▶ [KURZE ÜBUNG] Setze den Forenbeitrag über die Lüftergeräusche des AX860i nach seinem letzten Satz fort.

▶ [TEXTAUSZUG]
○ ○ ○ ○ ○
# AX860i Lüftergeräusche



## Bioschnitzel (9. Juni 2015)

*AX860i Lüftergeräusche*



Bluebeard schrieb:


> Hi Bioschnitzel,
> 
> ich nutze auch ein AX860i und kann deine Beobachtungen mit dem Originallüfter bei bis ~60% Last nicht nachvollziehen. Ich bewege mich mit meinem System um die 500W Marke unter Volllast. Lautstärke ist natürlich subjektiver Natur einzuordnen und der *Netzteillüfter des AX860i ist nicht in der Ultra-Silent Kategorie einzuordnen*



Danke Bluebird für deine Antwort, 
ich hoffe ich bringe den Thread nicht OT wenn ich mich einklinke. 

Also der Lüfter der Verbaut wird ist ja dieser:
Yateloon D12BH-12

Dieser ist alles andere als leise oder hochwertig, du hast es also noch sehr "nett" ausgedrückt, aber das kann man mMn nicht schönreden sowas in ein 200€+ Netzteil einzubauen.
○ ○ ○ ○ ○
▶ [BEREITGESTELLTE DATEN]
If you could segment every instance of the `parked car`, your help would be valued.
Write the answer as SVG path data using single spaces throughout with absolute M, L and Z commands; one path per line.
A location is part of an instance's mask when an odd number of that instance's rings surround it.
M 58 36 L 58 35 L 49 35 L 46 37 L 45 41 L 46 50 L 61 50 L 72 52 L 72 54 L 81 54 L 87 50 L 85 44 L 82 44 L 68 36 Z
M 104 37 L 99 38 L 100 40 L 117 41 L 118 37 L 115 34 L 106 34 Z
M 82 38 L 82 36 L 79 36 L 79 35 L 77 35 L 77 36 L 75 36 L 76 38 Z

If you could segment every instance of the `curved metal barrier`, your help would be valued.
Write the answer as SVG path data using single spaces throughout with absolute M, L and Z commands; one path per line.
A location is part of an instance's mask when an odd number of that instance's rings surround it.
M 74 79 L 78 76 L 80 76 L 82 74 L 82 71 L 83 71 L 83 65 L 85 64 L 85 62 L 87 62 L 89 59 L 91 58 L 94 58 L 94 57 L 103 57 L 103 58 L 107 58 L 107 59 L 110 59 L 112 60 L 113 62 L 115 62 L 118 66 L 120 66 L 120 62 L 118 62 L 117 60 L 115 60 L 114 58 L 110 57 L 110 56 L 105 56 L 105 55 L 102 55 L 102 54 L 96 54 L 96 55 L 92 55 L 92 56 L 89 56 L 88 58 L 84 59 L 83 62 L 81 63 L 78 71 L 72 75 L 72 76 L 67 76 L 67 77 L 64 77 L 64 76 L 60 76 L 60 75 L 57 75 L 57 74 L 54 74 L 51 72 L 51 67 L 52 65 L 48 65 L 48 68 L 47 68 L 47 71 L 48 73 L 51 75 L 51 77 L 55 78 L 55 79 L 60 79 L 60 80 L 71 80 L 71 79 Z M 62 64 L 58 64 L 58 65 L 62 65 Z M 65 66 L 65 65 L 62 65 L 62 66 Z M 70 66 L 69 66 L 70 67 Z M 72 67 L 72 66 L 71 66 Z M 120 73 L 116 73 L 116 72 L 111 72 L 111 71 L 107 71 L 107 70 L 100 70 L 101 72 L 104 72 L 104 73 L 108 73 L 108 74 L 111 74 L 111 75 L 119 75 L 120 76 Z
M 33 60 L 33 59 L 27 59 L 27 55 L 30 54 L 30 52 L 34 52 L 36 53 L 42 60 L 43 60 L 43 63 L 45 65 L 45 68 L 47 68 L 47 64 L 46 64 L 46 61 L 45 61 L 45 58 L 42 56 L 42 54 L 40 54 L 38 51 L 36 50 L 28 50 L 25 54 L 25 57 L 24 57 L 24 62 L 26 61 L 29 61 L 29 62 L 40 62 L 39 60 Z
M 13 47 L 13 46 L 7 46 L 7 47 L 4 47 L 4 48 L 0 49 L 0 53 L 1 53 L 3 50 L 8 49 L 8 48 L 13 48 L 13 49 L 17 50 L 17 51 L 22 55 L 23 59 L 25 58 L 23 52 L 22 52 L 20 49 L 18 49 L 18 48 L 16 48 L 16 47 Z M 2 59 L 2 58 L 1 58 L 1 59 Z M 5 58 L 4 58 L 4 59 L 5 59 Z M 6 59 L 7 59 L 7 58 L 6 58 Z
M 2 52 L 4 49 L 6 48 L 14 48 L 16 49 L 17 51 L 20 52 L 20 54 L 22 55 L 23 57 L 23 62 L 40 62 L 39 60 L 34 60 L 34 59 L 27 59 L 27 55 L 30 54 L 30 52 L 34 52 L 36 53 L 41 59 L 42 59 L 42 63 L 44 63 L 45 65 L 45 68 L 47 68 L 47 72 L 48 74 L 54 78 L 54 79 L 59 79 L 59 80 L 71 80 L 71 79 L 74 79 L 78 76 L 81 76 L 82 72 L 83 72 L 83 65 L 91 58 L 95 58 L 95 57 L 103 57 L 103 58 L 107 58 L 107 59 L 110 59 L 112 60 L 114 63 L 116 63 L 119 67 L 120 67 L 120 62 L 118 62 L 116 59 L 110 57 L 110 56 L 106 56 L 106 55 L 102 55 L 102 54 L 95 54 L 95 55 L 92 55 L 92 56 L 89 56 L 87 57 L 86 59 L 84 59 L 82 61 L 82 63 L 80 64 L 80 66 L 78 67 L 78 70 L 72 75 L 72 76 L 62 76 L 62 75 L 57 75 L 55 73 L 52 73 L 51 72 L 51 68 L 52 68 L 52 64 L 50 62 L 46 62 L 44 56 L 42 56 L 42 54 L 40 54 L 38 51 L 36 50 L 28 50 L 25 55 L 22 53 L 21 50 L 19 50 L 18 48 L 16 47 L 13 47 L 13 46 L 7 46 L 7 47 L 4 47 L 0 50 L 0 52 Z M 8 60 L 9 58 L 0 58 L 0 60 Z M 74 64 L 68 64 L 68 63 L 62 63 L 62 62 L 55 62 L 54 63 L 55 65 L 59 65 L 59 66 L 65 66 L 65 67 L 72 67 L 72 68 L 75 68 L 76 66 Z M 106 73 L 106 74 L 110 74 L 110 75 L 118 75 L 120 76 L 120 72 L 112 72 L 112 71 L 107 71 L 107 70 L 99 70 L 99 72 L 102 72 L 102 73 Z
○ ○ ○ ○ ○
▶ [ERGEBNIS DER AUFGABE]
Selbst auf niedrigster Drezahl (40% in Corsair link) rauscht er schon und ist aus dem PC herauszuhören (alle anderen Lüfter in meinem PC sind absolut still). Ab 50% dann schon laut und darüber brauchen wir nicht reden, da wird es schwer einen lauteren Lüfter zu finden  



Bluebeard schrieb:


> bei >65% Last und hat bei Ultra-Silent Systemen tatsächlich das Polling "Problem" welches ein leises klacken verursachen kann. Dies betrifft das AX760i/860i/1200i. Sofern man aber ein wenig Umgebungsgeräusche hat, fällt einem dies nicht mehr auf meiner Meinung nach. Ich persönlich höre es nicht heraus, hab aber in der Regel auch zumindes leise Musik laufen oder Game mit Kopfhörern. Im Idle und normalen Office/Windows-Betrieb kann man auch den Lüfter über Corsair Link auf 40% stellen und das ist nicht störend. Das ein Lüfter bei 100% Geräusche verursacht ist normal. Das macht so ziemlich jedes Netzteil mit einem Lüfter.



Ich bin nicht der einzige wenn man danach im Internet sucht den das klackern im Idle nervt. Gibt einfach nichts schlimmeres als alle 10sek ein "klick". Gerade wenn man im Idle sich bei etwas konzentrieren muss stört es gewaltig. Das ist zu einfach gelöst, warum liegt im Idle überhaupt Spannung an damit der Lüfter mit dem andrehen kämpft? Hätte man das nicht ebenfalls bei einem so teuren Netzteil nicht besser lösen können?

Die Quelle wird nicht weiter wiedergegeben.